* **INFORMATION SUPPLIED**
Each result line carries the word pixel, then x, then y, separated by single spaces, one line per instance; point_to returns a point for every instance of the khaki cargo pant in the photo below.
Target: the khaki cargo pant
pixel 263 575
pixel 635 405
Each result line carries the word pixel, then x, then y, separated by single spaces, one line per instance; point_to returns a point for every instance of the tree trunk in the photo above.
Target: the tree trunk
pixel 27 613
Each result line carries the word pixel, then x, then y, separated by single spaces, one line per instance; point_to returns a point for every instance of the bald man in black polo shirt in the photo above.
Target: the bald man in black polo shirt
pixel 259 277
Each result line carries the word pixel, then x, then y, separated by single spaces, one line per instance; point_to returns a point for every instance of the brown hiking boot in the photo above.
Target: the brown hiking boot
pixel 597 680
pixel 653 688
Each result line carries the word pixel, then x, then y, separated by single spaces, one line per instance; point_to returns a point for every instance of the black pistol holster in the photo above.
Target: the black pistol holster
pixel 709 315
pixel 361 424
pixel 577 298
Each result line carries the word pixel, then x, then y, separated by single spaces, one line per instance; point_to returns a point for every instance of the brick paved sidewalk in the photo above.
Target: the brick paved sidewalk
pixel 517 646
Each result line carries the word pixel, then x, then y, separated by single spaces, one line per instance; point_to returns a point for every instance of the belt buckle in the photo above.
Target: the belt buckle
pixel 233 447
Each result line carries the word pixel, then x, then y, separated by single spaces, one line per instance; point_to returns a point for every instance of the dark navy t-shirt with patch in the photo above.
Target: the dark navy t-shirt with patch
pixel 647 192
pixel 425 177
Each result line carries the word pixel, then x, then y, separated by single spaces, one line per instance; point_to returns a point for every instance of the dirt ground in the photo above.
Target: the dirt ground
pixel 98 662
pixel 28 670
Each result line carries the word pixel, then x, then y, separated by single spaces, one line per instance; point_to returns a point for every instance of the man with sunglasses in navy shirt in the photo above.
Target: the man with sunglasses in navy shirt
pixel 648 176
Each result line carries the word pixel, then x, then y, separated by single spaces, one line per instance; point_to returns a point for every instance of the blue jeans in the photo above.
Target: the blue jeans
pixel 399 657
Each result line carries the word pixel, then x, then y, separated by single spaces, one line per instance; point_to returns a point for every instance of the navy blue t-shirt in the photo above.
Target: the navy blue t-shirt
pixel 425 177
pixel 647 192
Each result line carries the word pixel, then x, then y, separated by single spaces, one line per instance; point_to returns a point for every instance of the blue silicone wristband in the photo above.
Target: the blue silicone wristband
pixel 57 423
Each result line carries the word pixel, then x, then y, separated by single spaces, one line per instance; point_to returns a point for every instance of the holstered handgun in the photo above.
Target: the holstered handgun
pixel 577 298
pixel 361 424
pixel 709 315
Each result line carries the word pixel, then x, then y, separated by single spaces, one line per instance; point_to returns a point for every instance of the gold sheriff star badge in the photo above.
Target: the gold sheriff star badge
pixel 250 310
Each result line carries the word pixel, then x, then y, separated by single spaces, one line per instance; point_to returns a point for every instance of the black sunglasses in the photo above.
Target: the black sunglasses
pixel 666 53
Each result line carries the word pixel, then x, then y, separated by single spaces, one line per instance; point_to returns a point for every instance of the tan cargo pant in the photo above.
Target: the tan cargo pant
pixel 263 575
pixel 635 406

* **PROBLEM STATEMENT**
Return the whole listing exactly.

* **REPLY TO THE TASK**
Each result line carries the word pixel, then x, then y, separated by single spaces, one line per instance; point_to returns a point for every instance of the khaki cargo pant in the photo below.
Target: the khaki cargo pant
pixel 263 575
pixel 635 405
Each result line carries the word pixel, then x, then y, separated by single spaces, one line per instance; point_to returns a point for every instance of the tree trunk in the photo above.
Target: the tree trunk
pixel 27 613
Each result line carries the word pixel, then x, then y, separated by single spaces, one line per instance; point_to returns a point for every instance of the bald man in black polo shirt in the photo above.
Target: the bald man in black polo shirt
pixel 259 277
Each result line carries the word pixel, then x, then y, separated by single spaces, one line per instance; point_to returns a point for every instance of the brown hiking boot in the photo above.
Target: the brown hiking boot
pixel 597 680
pixel 653 688
Each result line carries the word pixel, then x, then y, separated by single spaces, one line per instance; point_to returns a point for every instance of the black pistol holster in the photo above.
Target: the black pistol holster
pixel 709 315
pixel 361 424
pixel 577 298
Each result line carries the word pixel, then x, then y, separated by single spaces, one line per instance; point_to returns a point for every instance of the brick paved sidewalk in the photo above.
Target: the brick paved sidewalk
pixel 517 646
Each result line carries the word pixel, then x, then y, separated by single spaces, one line per instance; point_to returns a point for every instance of the belt buckle in the photo above.
Target: the belt buckle
pixel 233 447
Each result line carries the word pixel, then x, then y, separated by single spaces, one line per instance; point_to returns a point for every instance of the dark navy t-shirt with patch in the photo above.
Target: the dark navy t-shirt with patch
pixel 647 192
pixel 425 177
Each result line carries the word pixel, then x, then y, separated by single spaces, one line per instance; point_to returns a point for every instance of the dirt ground in the photo above.
Target: the dirt ground
pixel 98 662
pixel 28 670
Each result line carries the word pixel, then x, then y, separated by single spaces, one line per instance; point_to returns a point for every instance of the man with sunglasses in navy shirt in the photo above.
Target: the man with sunglasses in navy shirt
pixel 648 176
Each result line carries the word pixel, then x, then y, separated by single spaces, one line per instance; point_to returns a point for every instance of the blue jeans in the photo above.
Target: the blue jeans
pixel 399 657
Each result line carries the word pixel, then x, then y, separated by single spaces, one line per instance; point_to returns a point for every instance of the navy blue t-shirt in the photo above.
Target: the navy blue t-shirt
pixel 425 177
pixel 647 192
Each result line carries the word pixel, then x, then y, separated by single spaces, one line per instance; point_to returns a point for every instance of the blue silicone wristband in the photo above.
Target: the blue silicone wristband
pixel 57 423
Each result line carries the word pixel, then x, then y, separated by single spaces, one line per instance; point_to returns a point for every instance of the holstered handgun in the photo above.
Target: the holstered handgun
pixel 577 298
pixel 361 424
pixel 709 315
Each result line carries the word pixel, then x, then y, separated by single spaces, one line per instance; point_to returns a point for every instance of the gold sheriff star badge in the photo above.
Target: the gold sheriff star badge
pixel 250 310
Each result line carries the word pixel, then x, then y, separated by single spaces, one line per instance; point_to returns a point for every instance of the black sunglasses in the photo above.
Target: the black sunglasses
pixel 666 53
Each result line carries the word pixel, then x, then y, separated by single spaces, one line per instance; point_to returns a point for every instance of the tan cargo pant in the photo above.
Target: the tan cargo pant
pixel 263 575
pixel 635 406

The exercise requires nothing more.